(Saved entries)
================================
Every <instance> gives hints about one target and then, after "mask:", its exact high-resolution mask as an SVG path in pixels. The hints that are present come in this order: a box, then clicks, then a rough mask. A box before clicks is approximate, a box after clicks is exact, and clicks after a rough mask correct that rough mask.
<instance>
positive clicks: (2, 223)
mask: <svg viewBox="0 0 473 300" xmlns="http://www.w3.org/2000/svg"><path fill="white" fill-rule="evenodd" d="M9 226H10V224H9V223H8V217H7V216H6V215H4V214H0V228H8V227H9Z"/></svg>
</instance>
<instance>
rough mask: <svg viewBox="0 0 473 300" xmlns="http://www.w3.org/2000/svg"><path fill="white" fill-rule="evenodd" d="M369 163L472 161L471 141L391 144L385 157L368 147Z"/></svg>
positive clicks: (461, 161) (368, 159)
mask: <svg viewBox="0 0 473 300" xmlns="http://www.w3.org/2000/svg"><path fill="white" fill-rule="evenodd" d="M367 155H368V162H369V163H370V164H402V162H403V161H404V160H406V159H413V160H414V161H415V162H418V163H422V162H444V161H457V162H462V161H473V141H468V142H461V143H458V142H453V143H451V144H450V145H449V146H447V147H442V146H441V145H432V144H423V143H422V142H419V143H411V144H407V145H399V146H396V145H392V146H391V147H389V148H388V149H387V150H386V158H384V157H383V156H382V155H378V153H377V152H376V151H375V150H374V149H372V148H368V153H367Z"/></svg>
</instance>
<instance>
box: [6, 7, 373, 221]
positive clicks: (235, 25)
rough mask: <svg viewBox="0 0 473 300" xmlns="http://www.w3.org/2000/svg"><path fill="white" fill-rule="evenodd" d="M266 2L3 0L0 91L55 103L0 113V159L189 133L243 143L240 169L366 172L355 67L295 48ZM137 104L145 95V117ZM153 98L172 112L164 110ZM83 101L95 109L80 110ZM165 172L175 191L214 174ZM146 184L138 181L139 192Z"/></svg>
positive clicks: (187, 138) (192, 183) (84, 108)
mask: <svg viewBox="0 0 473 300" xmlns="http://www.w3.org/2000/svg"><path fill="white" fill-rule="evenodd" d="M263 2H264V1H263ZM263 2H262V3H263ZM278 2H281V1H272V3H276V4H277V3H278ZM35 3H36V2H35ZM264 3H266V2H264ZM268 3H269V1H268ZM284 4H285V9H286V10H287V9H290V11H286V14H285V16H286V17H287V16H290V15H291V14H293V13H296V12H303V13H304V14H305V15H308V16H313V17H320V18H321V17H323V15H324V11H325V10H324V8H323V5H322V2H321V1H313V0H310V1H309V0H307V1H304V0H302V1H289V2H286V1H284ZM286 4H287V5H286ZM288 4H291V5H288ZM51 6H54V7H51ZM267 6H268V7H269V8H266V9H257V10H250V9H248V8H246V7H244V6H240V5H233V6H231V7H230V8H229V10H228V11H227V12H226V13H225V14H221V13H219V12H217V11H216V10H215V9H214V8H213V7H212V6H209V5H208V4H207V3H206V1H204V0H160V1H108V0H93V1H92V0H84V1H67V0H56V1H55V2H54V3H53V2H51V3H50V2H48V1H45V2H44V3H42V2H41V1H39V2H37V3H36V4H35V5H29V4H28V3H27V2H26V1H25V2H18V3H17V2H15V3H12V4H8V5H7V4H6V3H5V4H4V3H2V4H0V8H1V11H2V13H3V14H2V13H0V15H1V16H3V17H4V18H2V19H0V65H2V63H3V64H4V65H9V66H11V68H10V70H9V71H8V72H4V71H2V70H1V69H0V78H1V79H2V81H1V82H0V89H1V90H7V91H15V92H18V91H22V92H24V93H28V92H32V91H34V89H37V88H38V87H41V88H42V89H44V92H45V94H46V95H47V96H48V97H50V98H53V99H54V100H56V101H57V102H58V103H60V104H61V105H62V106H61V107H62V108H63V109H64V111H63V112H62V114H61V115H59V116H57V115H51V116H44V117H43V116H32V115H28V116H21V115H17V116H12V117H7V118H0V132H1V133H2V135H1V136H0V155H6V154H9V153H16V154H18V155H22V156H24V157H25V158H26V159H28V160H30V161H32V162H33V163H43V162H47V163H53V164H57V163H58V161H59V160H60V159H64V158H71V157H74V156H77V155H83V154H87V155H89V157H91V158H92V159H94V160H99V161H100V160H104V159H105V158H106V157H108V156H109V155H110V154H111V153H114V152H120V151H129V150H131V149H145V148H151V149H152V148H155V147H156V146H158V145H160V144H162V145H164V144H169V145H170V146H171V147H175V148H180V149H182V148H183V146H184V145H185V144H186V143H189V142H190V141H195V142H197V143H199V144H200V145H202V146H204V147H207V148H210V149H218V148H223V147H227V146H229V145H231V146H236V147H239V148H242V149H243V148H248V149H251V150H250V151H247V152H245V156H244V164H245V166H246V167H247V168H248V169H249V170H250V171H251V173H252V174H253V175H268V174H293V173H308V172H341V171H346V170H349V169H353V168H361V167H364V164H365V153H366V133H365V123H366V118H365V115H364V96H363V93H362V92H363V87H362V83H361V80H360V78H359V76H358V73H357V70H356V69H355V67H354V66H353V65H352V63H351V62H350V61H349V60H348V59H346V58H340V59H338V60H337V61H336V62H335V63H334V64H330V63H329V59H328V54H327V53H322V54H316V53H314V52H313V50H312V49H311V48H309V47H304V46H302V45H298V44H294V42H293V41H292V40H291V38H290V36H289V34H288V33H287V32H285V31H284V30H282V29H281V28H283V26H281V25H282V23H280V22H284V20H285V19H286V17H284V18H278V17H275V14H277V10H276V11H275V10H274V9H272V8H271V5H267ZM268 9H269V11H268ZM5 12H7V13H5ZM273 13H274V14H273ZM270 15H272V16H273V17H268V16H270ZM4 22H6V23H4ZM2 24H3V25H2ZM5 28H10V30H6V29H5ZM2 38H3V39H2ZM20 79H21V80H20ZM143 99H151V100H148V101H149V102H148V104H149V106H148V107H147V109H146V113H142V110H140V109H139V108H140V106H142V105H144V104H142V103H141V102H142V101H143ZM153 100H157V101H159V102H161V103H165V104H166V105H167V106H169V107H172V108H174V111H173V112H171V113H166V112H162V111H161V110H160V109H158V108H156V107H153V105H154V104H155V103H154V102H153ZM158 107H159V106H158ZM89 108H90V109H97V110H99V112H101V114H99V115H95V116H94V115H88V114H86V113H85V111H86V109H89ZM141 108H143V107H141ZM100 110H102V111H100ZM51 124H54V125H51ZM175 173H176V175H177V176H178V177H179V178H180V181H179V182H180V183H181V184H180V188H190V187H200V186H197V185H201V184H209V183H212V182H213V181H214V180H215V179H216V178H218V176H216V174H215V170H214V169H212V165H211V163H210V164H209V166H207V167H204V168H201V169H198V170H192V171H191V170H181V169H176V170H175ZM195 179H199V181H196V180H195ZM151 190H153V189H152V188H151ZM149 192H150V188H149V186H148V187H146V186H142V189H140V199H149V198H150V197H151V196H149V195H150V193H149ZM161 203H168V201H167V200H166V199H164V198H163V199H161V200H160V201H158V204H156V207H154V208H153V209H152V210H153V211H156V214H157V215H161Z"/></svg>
================================
**Task:**
Gather every line in the rows above that contains the word "clicks", paying attention to case, and copy each one out.

**The answer:**
Every <instance> gives hints about one target and then, after "mask:", its exact high-resolution mask as an SVG path in pixels. The hints that are present come in this order: a box, then clicks, then a rough mask. A box before clicks is approximate, a box after clicks is exact, and clicks after a rough mask correct that rough mask.
positive clicks: (2, 223)
positive clicks: (461, 161) (368, 159)
positive clicks: (235, 25)
positive clicks: (187, 138) (192, 183) (84, 108)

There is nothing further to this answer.